RECORDS FOR THIS EXERCISE –
▬▬▬▬▬▬

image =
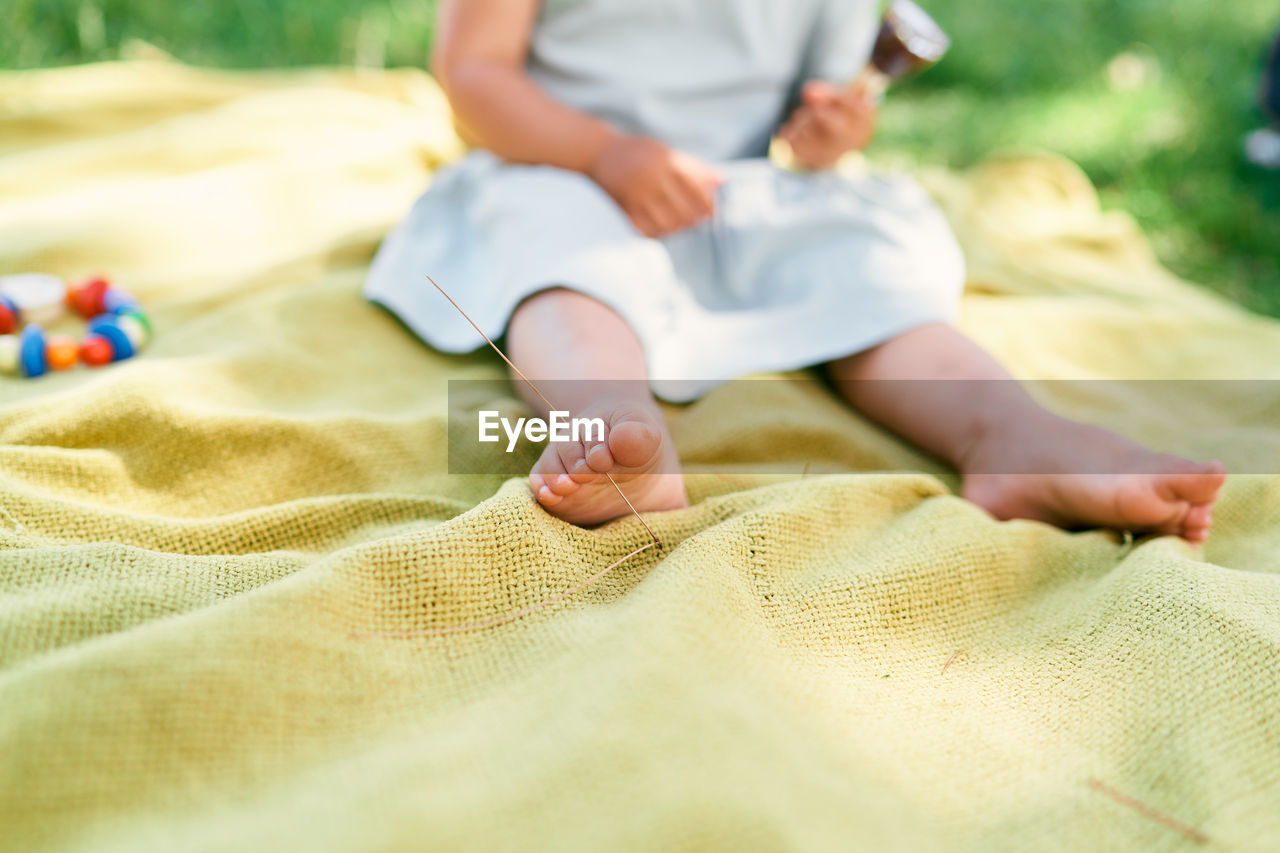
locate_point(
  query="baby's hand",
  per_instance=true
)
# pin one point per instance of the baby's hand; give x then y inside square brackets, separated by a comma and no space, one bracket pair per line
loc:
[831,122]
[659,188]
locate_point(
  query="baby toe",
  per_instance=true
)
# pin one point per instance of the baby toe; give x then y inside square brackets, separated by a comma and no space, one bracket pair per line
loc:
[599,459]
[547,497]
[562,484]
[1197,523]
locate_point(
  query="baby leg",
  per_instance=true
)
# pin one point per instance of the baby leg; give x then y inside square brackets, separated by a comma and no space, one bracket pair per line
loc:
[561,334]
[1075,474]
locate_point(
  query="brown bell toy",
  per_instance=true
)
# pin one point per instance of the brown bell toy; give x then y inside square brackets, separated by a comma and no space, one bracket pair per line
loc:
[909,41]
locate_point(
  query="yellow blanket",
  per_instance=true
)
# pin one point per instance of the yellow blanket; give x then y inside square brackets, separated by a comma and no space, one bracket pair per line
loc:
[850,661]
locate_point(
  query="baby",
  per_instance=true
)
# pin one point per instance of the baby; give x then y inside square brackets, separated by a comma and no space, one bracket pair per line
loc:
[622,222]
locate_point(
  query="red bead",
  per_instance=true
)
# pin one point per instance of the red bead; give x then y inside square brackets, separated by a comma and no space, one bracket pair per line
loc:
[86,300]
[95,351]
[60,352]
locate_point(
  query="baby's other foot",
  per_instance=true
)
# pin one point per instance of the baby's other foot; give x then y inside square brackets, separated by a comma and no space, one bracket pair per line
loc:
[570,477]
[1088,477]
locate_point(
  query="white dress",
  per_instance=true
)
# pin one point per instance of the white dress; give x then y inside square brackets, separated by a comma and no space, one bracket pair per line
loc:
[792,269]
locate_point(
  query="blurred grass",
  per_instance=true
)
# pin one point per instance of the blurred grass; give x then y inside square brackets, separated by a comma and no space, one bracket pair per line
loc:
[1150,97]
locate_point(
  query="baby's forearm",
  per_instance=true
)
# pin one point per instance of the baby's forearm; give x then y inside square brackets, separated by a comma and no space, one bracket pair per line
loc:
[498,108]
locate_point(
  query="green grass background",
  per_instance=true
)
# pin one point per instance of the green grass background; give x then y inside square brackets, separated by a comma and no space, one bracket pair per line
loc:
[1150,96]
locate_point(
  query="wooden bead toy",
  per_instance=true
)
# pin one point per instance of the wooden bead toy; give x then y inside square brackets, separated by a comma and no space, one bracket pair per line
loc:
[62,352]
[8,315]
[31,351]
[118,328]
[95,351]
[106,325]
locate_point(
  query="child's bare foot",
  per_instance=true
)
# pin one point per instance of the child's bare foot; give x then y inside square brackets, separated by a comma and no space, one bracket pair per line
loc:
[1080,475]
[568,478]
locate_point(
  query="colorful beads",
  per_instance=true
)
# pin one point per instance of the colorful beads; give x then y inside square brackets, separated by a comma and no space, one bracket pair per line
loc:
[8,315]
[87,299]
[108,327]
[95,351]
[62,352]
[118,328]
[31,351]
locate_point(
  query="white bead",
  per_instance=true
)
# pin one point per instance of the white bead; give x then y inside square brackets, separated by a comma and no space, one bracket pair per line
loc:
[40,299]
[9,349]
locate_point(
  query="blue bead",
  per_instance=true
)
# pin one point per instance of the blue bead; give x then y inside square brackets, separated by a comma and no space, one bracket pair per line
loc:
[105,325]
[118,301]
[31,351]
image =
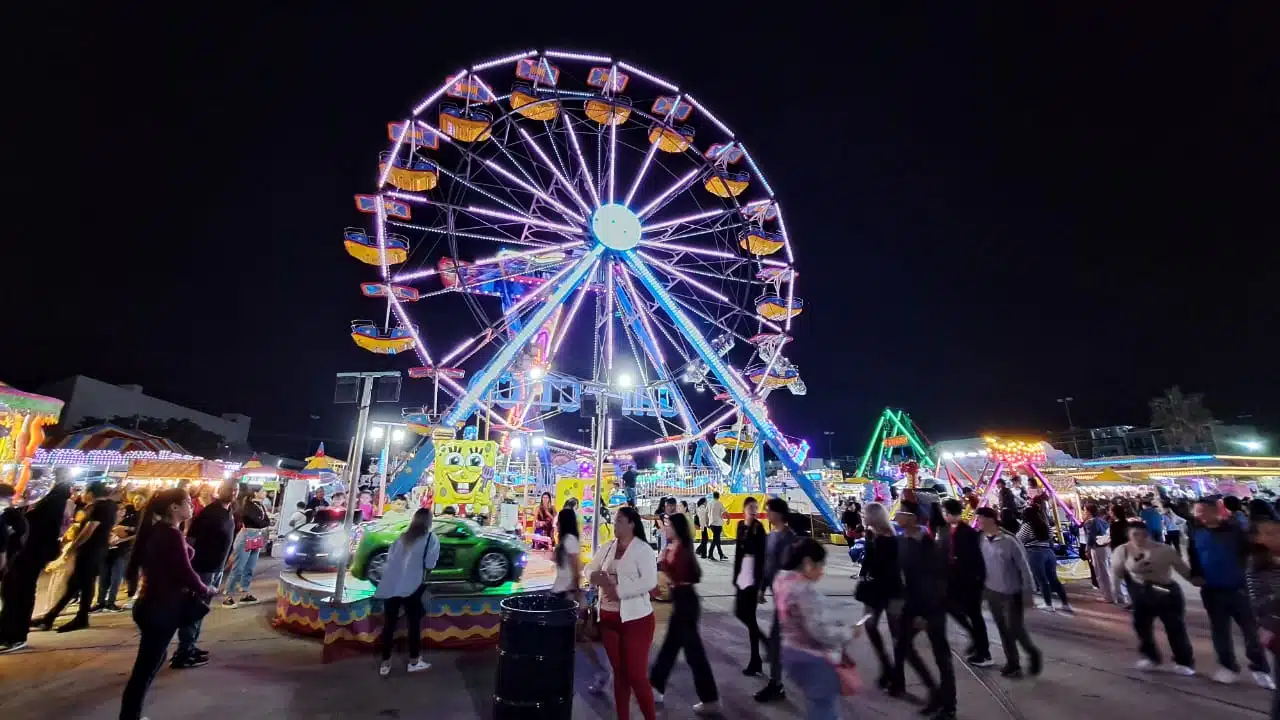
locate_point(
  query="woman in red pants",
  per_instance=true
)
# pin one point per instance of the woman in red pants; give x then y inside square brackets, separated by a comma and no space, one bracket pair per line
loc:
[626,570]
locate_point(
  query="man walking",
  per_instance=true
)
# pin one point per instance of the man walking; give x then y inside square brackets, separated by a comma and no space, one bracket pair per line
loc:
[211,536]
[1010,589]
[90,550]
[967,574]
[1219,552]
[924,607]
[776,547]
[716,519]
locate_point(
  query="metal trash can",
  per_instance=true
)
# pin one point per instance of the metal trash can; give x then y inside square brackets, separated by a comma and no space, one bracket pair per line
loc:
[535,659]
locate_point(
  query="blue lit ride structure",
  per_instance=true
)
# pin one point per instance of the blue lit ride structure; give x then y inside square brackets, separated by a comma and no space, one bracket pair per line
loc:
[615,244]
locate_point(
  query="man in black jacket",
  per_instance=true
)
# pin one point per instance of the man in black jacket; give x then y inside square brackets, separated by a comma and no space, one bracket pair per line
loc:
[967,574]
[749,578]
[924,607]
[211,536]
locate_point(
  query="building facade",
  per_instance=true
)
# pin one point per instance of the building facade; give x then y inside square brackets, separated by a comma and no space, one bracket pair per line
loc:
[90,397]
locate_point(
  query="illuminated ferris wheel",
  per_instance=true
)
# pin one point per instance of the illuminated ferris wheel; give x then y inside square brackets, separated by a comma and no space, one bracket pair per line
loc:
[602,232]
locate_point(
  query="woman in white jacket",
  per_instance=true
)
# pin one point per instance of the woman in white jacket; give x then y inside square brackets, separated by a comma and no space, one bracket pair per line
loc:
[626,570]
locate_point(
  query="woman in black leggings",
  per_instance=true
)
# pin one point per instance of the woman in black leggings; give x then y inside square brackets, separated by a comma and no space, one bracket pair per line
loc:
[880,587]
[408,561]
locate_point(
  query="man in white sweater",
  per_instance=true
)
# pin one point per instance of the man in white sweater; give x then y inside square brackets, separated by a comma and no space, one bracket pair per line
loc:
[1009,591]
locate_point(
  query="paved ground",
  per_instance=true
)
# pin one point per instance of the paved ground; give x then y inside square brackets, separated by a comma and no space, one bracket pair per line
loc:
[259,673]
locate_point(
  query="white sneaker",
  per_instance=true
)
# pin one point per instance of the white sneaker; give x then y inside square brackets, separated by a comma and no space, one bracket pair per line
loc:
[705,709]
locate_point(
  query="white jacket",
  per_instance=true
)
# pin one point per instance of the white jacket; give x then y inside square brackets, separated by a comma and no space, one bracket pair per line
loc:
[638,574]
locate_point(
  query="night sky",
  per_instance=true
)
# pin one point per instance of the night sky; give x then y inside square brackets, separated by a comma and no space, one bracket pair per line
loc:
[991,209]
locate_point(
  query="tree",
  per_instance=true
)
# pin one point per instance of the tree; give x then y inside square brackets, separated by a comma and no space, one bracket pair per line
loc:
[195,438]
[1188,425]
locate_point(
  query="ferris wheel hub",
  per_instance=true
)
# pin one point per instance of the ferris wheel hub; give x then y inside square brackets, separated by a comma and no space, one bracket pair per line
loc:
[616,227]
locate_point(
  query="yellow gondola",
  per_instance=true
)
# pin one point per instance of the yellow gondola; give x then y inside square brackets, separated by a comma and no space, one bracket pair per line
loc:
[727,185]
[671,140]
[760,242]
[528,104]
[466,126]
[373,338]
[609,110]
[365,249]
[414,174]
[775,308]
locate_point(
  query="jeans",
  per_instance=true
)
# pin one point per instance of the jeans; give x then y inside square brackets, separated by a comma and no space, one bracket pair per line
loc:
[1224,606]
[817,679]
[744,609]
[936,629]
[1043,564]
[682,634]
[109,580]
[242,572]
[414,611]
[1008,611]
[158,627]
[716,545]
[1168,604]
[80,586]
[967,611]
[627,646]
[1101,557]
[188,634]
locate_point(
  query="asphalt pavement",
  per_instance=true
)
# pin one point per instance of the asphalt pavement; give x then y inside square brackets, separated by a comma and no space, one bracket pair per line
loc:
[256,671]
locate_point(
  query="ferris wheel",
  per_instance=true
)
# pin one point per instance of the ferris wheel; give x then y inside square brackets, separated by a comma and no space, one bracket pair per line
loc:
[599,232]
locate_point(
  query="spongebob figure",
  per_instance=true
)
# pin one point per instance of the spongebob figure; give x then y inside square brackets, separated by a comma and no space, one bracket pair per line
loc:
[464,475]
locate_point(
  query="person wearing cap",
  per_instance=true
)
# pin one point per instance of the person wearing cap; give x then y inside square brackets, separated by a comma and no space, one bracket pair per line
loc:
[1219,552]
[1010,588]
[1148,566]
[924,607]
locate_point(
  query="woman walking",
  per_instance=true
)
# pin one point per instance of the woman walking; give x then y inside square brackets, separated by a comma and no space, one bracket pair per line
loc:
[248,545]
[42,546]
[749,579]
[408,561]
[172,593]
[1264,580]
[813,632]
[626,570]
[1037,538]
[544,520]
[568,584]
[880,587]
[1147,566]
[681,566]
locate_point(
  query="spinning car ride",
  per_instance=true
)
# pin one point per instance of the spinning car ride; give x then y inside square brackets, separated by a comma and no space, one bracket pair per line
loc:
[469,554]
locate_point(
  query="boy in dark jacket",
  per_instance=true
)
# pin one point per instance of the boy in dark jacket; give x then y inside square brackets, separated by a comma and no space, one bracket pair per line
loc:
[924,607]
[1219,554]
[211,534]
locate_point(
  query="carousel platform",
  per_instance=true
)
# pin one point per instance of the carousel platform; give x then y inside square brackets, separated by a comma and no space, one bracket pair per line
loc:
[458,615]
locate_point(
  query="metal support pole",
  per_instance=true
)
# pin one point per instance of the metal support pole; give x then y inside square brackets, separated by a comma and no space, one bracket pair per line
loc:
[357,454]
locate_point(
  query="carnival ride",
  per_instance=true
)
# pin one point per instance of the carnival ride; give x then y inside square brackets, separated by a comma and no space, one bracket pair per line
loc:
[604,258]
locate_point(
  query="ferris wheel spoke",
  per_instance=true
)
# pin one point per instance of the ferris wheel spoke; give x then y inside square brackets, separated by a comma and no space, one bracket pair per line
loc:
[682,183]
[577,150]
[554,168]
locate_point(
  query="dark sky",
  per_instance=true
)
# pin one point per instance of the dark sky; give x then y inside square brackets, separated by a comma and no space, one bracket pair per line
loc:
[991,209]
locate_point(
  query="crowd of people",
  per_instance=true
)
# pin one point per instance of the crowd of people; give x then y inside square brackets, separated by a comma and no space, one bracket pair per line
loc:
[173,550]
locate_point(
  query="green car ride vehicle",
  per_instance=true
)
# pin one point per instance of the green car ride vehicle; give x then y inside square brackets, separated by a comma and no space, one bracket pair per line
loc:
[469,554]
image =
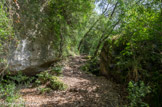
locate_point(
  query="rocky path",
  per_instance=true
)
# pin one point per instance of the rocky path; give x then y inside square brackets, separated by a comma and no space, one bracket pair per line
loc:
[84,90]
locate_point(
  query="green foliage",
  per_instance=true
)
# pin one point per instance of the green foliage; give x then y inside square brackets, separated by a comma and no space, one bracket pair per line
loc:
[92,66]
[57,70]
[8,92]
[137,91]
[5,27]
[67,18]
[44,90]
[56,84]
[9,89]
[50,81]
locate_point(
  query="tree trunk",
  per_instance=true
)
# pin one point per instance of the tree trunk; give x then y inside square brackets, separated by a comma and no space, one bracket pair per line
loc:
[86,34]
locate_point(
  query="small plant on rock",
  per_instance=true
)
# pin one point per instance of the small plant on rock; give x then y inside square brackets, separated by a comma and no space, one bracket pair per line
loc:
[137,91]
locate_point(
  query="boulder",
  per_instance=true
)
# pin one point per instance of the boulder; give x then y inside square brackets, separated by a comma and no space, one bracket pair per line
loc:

▬▬▬▬▬▬

ACTIVITY –
Across the entries above, work out the count of lines that hold the word "hand", and state that number alone.

ANSWER SECTION –
2